=== WORKING DATA ===

________________

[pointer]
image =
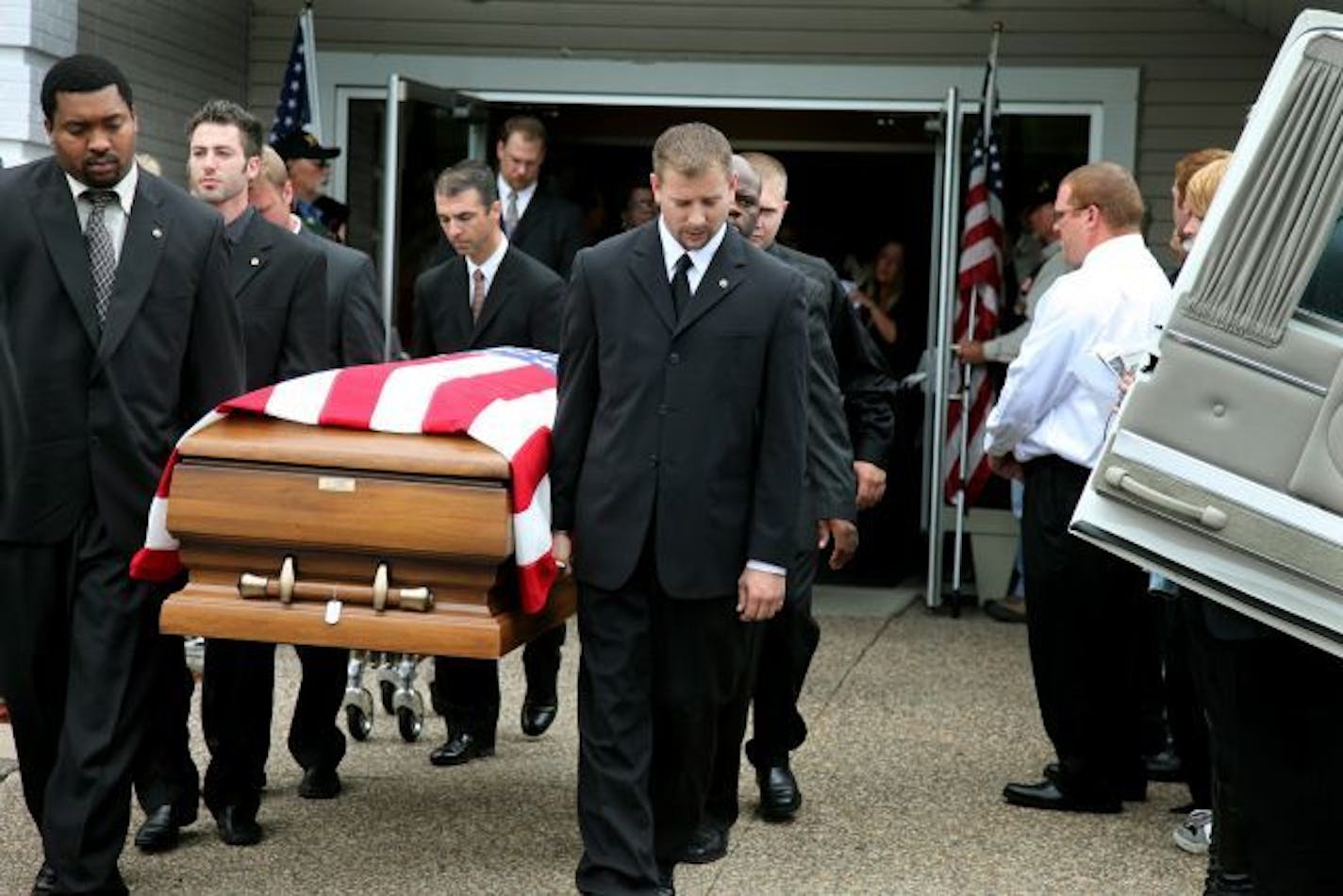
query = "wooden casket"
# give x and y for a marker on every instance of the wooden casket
(338, 538)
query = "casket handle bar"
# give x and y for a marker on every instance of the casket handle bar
(380, 595)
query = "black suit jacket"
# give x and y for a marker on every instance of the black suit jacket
(105, 407)
(279, 285)
(12, 427)
(693, 426)
(522, 307)
(551, 231)
(355, 331)
(865, 380)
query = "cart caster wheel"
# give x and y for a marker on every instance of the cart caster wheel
(358, 724)
(410, 722)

________________

=== REQUIREMENT ===
Please restate word for word only the lines running from the line that contains "the black suit jacket" to the final line of the listing above.

=== OUTPUT OF THE TASK ===
# give x and y for a marker on every instance of the black suit jacket
(105, 407)
(279, 285)
(12, 427)
(693, 426)
(522, 307)
(551, 231)
(355, 331)
(865, 380)
query = "cart caster wheel"
# give x and y for a marker on every instance of the cart caster wheel
(358, 724)
(410, 722)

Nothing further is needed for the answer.